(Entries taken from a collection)

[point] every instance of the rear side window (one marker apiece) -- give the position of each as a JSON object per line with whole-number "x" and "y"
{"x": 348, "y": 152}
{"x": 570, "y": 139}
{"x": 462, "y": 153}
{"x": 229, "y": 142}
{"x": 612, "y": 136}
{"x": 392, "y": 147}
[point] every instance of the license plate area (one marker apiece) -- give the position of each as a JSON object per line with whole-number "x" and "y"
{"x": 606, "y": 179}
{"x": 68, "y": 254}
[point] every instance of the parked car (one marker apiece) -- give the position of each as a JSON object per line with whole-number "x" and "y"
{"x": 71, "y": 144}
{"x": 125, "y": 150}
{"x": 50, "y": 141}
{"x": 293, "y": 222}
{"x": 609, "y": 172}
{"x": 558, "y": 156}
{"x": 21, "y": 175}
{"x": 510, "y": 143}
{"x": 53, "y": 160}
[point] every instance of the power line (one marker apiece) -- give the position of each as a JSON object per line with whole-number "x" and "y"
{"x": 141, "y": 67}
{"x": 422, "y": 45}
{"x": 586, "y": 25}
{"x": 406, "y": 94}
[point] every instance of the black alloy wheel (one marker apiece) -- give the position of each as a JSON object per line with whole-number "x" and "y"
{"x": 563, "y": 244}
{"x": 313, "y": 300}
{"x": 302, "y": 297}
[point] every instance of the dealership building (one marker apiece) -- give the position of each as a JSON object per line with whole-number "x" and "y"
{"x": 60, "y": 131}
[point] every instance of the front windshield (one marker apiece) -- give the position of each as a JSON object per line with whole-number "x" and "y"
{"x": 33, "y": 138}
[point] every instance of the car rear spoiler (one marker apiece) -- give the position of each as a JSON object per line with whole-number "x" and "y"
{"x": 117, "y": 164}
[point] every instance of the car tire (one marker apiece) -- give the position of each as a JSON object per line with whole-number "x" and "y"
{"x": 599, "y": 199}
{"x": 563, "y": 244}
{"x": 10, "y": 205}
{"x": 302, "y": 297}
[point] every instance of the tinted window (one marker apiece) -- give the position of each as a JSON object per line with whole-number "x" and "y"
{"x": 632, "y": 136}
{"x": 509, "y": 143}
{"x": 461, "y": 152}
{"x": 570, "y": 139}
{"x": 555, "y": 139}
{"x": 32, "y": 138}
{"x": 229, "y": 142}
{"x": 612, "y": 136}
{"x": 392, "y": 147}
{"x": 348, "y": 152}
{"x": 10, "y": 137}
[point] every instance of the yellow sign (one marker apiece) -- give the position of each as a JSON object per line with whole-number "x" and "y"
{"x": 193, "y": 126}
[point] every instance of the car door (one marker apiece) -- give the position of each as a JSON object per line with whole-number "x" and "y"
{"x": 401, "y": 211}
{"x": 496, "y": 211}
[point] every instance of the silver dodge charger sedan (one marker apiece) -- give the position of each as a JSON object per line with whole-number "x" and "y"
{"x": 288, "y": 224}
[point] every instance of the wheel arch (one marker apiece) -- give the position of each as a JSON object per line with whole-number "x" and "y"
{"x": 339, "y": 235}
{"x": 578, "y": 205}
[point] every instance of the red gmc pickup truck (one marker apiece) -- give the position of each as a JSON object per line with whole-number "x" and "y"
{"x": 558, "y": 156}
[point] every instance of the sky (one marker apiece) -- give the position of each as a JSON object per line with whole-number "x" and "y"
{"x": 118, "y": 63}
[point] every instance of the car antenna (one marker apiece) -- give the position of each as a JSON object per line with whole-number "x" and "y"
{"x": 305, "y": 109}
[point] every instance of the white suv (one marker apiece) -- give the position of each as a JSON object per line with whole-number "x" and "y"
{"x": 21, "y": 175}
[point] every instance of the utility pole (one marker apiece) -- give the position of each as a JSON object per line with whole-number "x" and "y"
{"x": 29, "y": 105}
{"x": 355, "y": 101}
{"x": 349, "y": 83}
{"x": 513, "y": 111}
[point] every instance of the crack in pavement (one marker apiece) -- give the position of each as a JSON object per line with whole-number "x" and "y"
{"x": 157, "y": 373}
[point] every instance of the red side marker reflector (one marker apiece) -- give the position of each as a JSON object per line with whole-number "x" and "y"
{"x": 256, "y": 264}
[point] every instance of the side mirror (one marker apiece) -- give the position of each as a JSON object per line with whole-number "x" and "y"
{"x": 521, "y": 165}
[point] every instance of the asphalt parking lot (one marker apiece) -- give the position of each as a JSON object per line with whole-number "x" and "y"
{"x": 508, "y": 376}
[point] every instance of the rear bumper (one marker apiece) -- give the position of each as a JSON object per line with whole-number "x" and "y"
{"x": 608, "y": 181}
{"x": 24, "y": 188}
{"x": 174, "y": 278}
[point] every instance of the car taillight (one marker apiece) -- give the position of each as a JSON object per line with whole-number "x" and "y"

What you should do
The answer must reproduce every record exactly.

Response area
[point] every instance of the rear side window (one marker apiece) -- give the position of each as a JSON object per line with whole-number "x" and "y"
{"x": 348, "y": 152}
{"x": 570, "y": 139}
{"x": 462, "y": 153}
{"x": 229, "y": 142}
{"x": 612, "y": 136}
{"x": 392, "y": 147}
[point] every instance of the license plate area (one marker apiece) -- give the position of each as a JSON object per line with whole-number "x" and "y"
{"x": 606, "y": 179}
{"x": 68, "y": 254}
[point] every instance of the parked car (one marker apiece) -- give the position of each as a JSON object per line with whole-number "x" and "y"
{"x": 71, "y": 144}
{"x": 125, "y": 150}
{"x": 50, "y": 141}
{"x": 293, "y": 222}
{"x": 609, "y": 172}
{"x": 558, "y": 156}
{"x": 21, "y": 175}
{"x": 510, "y": 143}
{"x": 53, "y": 160}
[point] every instance of the power line (one marker apiece) -- give the position of each as a JSON object per line with whole-number "x" and "y"
{"x": 141, "y": 67}
{"x": 422, "y": 45}
{"x": 586, "y": 25}
{"x": 406, "y": 94}
[point] every instance of the black alloy wheel (one marker apiece) -- give the position of each as a JSON object per line with whole-number "x" and "y"
{"x": 563, "y": 244}
{"x": 313, "y": 300}
{"x": 302, "y": 297}
[point] every instance of the dealership building (one marker apiece) -- give the position of each as a JSON object per line with whole-number "x" and "y"
{"x": 60, "y": 131}
[point] every instance of the front windshield (one marker apiece) -- give the position of each as a JSON object per line with whole-number "x" and "y"
{"x": 33, "y": 138}
[point] every instance of the car rear spoiler (one marker apiece) -- give the position of each as a JSON object per line with whole-number "x" and "y"
{"x": 117, "y": 164}
[point] every instance of the car tire (one marker apiece) -- give the position of each as a JSON object per line with whole-number "x" and "y"
{"x": 599, "y": 199}
{"x": 563, "y": 244}
{"x": 10, "y": 205}
{"x": 302, "y": 297}
[point] every instance of the tinted window (one marker apiece) -- give the position of each as a JSON object per line with whole-number "x" and "y"
{"x": 632, "y": 136}
{"x": 509, "y": 143}
{"x": 461, "y": 152}
{"x": 570, "y": 139}
{"x": 555, "y": 139}
{"x": 32, "y": 138}
{"x": 229, "y": 142}
{"x": 612, "y": 136}
{"x": 392, "y": 147}
{"x": 348, "y": 152}
{"x": 10, "y": 137}
[point] every instance of the yellow sign (one marker apiece) -- give the position of each as a JSON object per line with whole-number "x" and "y"
{"x": 193, "y": 126}
[point] every instance of the car door (one marker apiece) -- give the position of each as a JSON object per line with whole-number "x" and "y"
{"x": 401, "y": 211}
{"x": 496, "y": 211}
[point] every instance of the silver dodge charger sedan (one marker apiece) -- give the position of each as a JSON object per line with whole-number "x" and "y"
{"x": 288, "y": 224}
[point] every instance of the wheel arch (one marker apiece) -- give the position of each as a JSON object per line with whole-number "x" and "y"
{"x": 339, "y": 235}
{"x": 578, "y": 205}
[point] every instance of the red gmc pickup truck (one marker apiece) -- give the position of each as a JSON object per line with whole-number "x" and "y"
{"x": 558, "y": 156}
[point] every instance of the sky (one marker apiece) -- give the position of each as a JSON object per line with whole-number "x" and "y"
{"x": 118, "y": 63}
[point] every instance of the car antenna (one marker apiece) -- give the position of each as a JSON object per line with whole-number "x" and "y"
{"x": 305, "y": 109}
[point] every instance of the white suv (one marker apiece) -- give the position of each as a JSON object per line with whole-number "x" and "y"
{"x": 21, "y": 175}
[point] every instance of the utility pole (one marker apiece) -- give the position of each as a JSON object per line with whole-number "x" and "y"
{"x": 29, "y": 105}
{"x": 355, "y": 101}
{"x": 349, "y": 83}
{"x": 513, "y": 111}
[point] every instance of the crack in pavement (one marker apiece) -- give the position of each as a JSON object per line with whole-number "x" and "y"
{"x": 157, "y": 373}
[point] every instance of the red side marker reflector (one marker apiece) -- give the position of each as a JSON object per line with whole-number "x" and "y"
{"x": 256, "y": 264}
[point] every instance of the side mirror (one marker apiece) -- give the position of each as a JSON object per line with whole-number "x" and "y"
{"x": 521, "y": 165}
[point] every instance of the asphalt parking lot (one marker apiece) -- give the position of each as a JSON object per line with whole-number "x" and "y"
{"x": 508, "y": 376}
[point] every instance of the rear bumper (one marker apiece) -- give the position of each as a JSON object per line with whole-number "x" and "y"
{"x": 608, "y": 181}
{"x": 24, "y": 188}
{"x": 174, "y": 278}
[point] every instance of the car taillight (one marker apiece) -- give the position of each as a JSON object per line with whole-number "x" and "y"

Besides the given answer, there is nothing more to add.